>> start Rows

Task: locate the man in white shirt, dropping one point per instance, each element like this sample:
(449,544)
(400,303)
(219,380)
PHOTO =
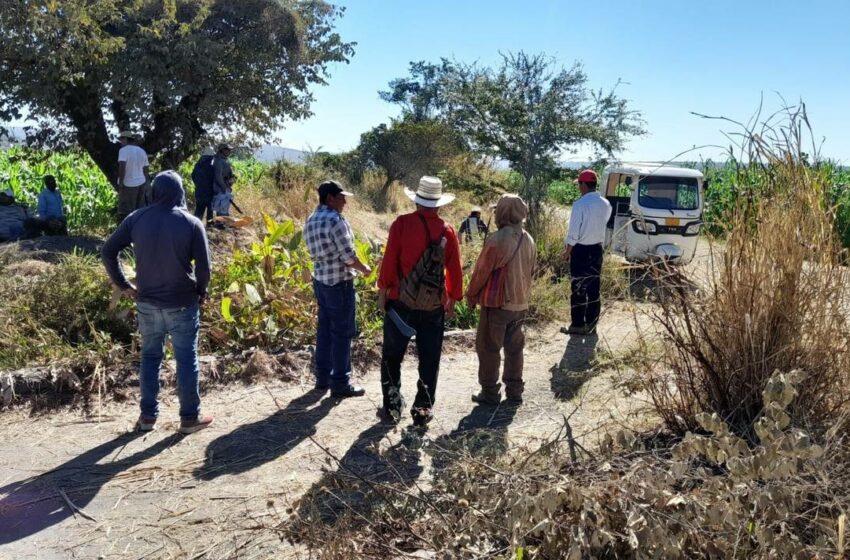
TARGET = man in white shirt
(133,175)
(583,247)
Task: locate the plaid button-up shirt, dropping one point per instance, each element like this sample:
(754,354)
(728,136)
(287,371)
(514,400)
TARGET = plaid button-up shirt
(331,244)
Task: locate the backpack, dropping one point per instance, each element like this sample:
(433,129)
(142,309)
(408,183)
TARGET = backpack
(423,288)
(203,175)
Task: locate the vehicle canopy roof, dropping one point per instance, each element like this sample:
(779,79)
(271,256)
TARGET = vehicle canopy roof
(650,168)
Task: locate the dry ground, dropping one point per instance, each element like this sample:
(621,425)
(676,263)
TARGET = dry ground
(75,487)
(221,493)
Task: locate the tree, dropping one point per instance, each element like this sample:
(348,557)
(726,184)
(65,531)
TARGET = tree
(406,149)
(529,112)
(175,70)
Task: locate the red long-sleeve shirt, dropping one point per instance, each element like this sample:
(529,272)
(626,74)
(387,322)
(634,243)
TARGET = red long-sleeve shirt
(405,246)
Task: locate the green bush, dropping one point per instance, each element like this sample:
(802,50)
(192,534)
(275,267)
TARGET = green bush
(73,299)
(89,197)
(563,192)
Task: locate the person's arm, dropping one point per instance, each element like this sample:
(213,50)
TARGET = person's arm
(122,170)
(484,267)
(219,184)
(454,272)
(41,209)
(388,274)
(574,233)
(116,243)
(201,256)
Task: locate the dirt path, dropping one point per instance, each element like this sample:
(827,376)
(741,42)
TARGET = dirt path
(221,493)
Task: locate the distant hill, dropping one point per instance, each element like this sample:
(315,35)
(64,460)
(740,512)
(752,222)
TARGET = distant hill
(270,154)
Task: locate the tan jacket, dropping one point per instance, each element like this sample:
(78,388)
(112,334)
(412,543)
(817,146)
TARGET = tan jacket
(498,250)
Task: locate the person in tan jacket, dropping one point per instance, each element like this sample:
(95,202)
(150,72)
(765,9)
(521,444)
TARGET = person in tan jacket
(501,285)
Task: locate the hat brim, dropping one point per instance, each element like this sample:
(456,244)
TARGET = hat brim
(429,202)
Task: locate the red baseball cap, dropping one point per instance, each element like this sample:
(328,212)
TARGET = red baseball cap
(587,176)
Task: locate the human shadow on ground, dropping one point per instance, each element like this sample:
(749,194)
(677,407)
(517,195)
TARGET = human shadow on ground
(482,434)
(252,445)
(359,482)
(35,504)
(575,367)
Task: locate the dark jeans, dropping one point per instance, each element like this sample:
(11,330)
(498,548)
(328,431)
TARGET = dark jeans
(585,268)
(203,205)
(429,327)
(337,327)
(182,324)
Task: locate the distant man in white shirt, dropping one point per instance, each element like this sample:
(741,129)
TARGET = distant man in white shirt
(133,175)
(584,247)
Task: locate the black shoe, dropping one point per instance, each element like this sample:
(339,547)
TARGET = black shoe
(421,416)
(484,398)
(350,391)
(389,416)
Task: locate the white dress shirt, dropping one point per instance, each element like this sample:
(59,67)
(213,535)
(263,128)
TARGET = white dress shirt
(588,220)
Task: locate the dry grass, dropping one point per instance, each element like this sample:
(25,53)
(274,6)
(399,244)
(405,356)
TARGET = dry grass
(776,301)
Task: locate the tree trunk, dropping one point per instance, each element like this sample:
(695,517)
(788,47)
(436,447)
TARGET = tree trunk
(83,108)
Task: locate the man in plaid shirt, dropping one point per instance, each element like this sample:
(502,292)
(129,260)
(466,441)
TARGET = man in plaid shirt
(331,244)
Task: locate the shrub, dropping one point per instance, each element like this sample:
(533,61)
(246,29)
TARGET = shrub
(776,302)
(563,192)
(65,308)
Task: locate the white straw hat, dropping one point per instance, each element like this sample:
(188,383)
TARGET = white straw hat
(430,193)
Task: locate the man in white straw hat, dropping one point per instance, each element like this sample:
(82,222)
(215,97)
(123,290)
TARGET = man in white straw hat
(133,175)
(420,281)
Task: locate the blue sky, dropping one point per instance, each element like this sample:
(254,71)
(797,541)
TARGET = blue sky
(713,57)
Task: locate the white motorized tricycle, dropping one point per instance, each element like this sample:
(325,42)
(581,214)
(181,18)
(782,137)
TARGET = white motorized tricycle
(656,211)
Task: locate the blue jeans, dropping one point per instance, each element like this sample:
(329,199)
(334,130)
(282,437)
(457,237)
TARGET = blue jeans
(182,324)
(335,332)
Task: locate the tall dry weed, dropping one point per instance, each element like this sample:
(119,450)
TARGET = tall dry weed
(775,300)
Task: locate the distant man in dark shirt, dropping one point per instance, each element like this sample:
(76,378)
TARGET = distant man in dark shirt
(51,218)
(169,292)
(473,227)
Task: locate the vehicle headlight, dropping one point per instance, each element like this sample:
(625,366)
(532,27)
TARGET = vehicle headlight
(644,227)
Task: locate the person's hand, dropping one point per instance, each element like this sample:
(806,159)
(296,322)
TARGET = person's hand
(449,308)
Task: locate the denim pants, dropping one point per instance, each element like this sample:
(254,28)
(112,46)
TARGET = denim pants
(429,326)
(203,205)
(182,324)
(337,327)
(585,269)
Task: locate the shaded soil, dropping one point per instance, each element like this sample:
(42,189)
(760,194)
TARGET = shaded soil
(279,456)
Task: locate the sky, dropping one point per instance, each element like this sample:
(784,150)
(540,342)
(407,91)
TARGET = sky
(673,57)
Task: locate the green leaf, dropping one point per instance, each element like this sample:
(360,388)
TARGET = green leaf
(225,309)
(295,241)
(253,294)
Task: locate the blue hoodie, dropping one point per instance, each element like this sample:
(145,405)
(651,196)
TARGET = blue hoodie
(166,239)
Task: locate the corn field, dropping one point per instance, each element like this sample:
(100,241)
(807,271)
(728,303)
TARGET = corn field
(89,197)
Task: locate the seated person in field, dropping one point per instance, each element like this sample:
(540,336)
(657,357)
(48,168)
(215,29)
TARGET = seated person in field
(473,227)
(13,217)
(51,219)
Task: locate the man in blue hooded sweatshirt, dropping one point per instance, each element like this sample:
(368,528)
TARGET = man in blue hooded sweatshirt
(169,292)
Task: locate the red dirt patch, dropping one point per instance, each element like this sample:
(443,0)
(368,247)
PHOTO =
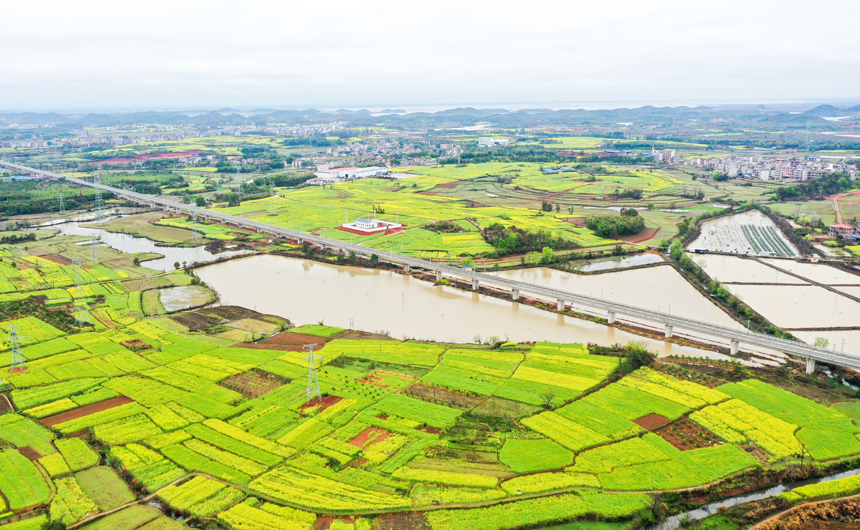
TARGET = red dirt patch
(286,342)
(685,434)
(578,221)
(30,453)
(323,403)
(86,410)
(56,259)
(431,430)
(403,521)
(369,436)
(644,235)
(135,345)
(651,421)
(253,383)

>> end Rows

**Instructions to follow**
Copy every one of the records above word for word, leaving the pictures out of your answer.

**Worked answer**
Task: locate the man in white shirt, dropping one point per instance, each element like this sample:
(449,544)
(400,303)
(219,380)
PHOTO =
TARGET = man in white shirt
(133,175)
(583,247)
Task: locate the plaid button-up shirt, dropping one point per instance, each element like this sample:
(754,354)
(728,136)
(287,371)
(514,400)
TARGET = plaid button-up shirt
(331,244)
Task: locate the backpack, dropping one point per instance, each element like this sample:
(433,129)
(142,309)
(408,183)
TARGET = backpack
(423,288)
(203,175)
Task: locate the vehicle canopy roof, dropping one point per instance, each element like this sample:
(779,79)
(271,256)
TARGET = vehicle canopy roof
(650,168)
Task: locate the dry ground, dropping one point per instance, each element like this sample:
(621,425)
(676,263)
TARGET = dry ground
(75,487)
(221,493)
Task: locate the tree, dropping one point per instance, each element like this sample:
(348,557)
(726,184)
(65,531)
TARGET = tree
(406,149)
(529,112)
(175,70)
Task: locate the red long-sleeve shirt, dropping one point per instance, each element like this sample:
(529,272)
(626,74)
(387,322)
(634,243)
TARGET = red long-sleeve shirt
(405,246)
Task: locate the green bush, dropping one point per instance, each element like this sample:
(802,50)
(192,534)
(275,267)
TARGET = green bush
(73,299)
(89,197)
(563,192)
Task: locate the person's arm, dropping one point per instance, each element like this sample:
(213,50)
TARGET = person's arm
(122,170)
(484,267)
(219,184)
(454,272)
(41,209)
(388,274)
(574,233)
(116,243)
(201,256)
Task: locate the dirt path, dropping one point per instance, each element like this sample:
(827,376)
(741,42)
TARGET = dirt path
(221,493)
Task: locate the distant hill, dropping one point per instance, each element like this sample:
(315,35)
(64,460)
(740,512)
(752,222)
TARGET = distant hill
(270,154)
Task: locate the tan jacket, dropping one point per instance, each element like this sample:
(78,388)
(112,334)
(412,543)
(817,146)
TARGET = tan jacket
(498,250)
Task: locate the person in tan jacket, dropping one point per instance, each element like this sample:
(95,202)
(150,72)
(765,9)
(521,444)
TARGET = person in tan jacket
(501,285)
Task: locate the hat brim, dropping one point per instance, each element like this sample:
(456,244)
TARGET = hat brim
(429,202)
Task: locate the red baseball cap, dropping one point per instance, each element like this sample:
(328,212)
TARGET = red baseball cap
(587,176)
Task: locate the human shadow on ground, dropping one point per instance, each element like this sample:
(749,194)
(677,407)
(517,195)
TARGET = human shadow on ground
(482,434)
(252,445)
(359,482)
(35,504)
(575,367)
Task: locate the dark jeans, dropping one point per instance, each element like this sample:
(11,330)
(498,548)
(328,431)
TARGET = dark jeans
(585,268)
(203,205)
(429,327)
(337,327)
(182,324)
Task: locate the distant man in white shirt, dropping one point per instance, each element like this sample:
(741,129)
TARGET = distant man in white shirt
(133,175)
(584,247)
Task: locate the black shoe, dropping one point per instance, each element like this sample:
(339,547)
TARGET = black shoe
(421,416)
(484,398)
(350,391)
(389,416)
Task: locate the white dress shirt, dropping one point per instance, each element like this sample:
(59,67)
(213,535)
(263,128)
TARGET = white dress shirt
(588,220)
Task: locate the dry grass, dropping one point per instance, each element like this sample:
(25,53)
(274,6)
(399,244)
(405,356)
TARGET = dry grass
(776,301)
Task: locate the tree trunk, dropping one point per instance, each element like this sample:
(695,517)
(788,47)
(436,447)
TARGET = tree trunk
(83,108)
Task: locate the man in plaid shirt, dropping one point per instance, each element like this sample:
(502,292)
(129,260)
(466,441)
TARGET = man in plaid shirt
(331,244)
Task: locate the shrub, dropping one point per instance, each element like this sample:
(533,61)
(246,29)
TARGET = shrub
(776,302)
(563,192)
(65,308)
Task: locate the white straw hat, dropping one point per instance, each element like this sample:
(188,383)
TARGET = white straw hat
(430,193)
Task: locate the man in white straw hat, dropping one point per instance, each element like this sample:
(82,222)
(215,97)
(123,290)
TARGET = man in white straw hat
(133,175)
(420,281)
Task: locate the blue sky, dropping one point per instance, each element like this sample:
(254,71)
(797,541)
TARGET = blue sky
(713,57)
Task: locate the white motorized tricycle, dropping one point per instance, each element like this sample:
(325,42)
(581,214)
(181,18)
(782,137)
TARGET = white motorized tricycle
(656,211)
Task: locate the blue jeans, dropping one point per instance, each element like this sample:
(329,199)
(334,130)
(282,437)
(457,237)
TARGET = blue jeans
(182,324)
(335,332)
Task: locate the tall dry weed, dropping one point per instance, each element like this sample:
(119,450)
TARGET = tall dry weed
(775,300)
Task: locate the distant man in dark shirt, dropping one point per instance, each element like this sample:
(76,378)
TARGET = distant man in dark shirt
(51,218)
(169,292)
(473,227)
Task: locate the vehicle headlight, dropping one point per instance, each element like this sample:
(625,366)
(532,27)
TARGET = vehicle headlight
(644,227)
Task: locate the person's hand, dropping one point per instance, each element like this sample:
(806,159)
(296,322)
TARGET = person's hand
(449,308)
Task: locate the denim pants, dropping one point per instance, each element like this sample:
(254,28)
(112,46)
TARGET = denim pants
(429,326)
(203,205)
(182,324)
(337,327)
(585,269)
Task: locate the shaded soil, dropping one point per instance, each element like this sample:
(42,189)
(760,194)
TARGET = shaded soil
(279,456)
Task: locate the sky, dropping one point per instance, each element like this sample:
(784,150)
(540,342)
(407,91)
TARGET = sky
(673,57)
Task: locate the green leaf, dropping one point per instance, each element like this sample:
(360,388)
TARGET = green leaf
(225,309)
(295,241)
(253,294)
Task: locate the blue hoodie, dropping one point per instance, each element like this sample:
(145,405)
(651,196)
TARGET = blue hoodie
(166,239)
Task: locate the corn field, dropping one point per instance, each element like this sample:
(100,241)
(807,271)
(728,303)
TARGET = corn field
(89,197)
Task: locate the seated person in field, dropping one point per instance, each element like this sample:
(540,336)
(657,357)
(48,168)
(215,29)
TARGET = seated person in field
(473,227)
(13,217)
(51,219)
Task: locate the man in blue hooded sweatshirt, dropping one point per instance, each element like this sample:
(368,528)
TARGET = man in blue hooded sweatshirt
(169,292)
Task: locate the red dirt patch, dropping one point per instance, each element like this sample:
(443,0)
(368,247)
PHOTO =
TARGET = red dirt patch
(286,342)
(685,434)
(578,221)
(30,453)
(323,403)
(86,410)
(56,259)
(431,430)
(403,521)
(369,436)
(644,235)
(135,345)
(651,421)
(253,383)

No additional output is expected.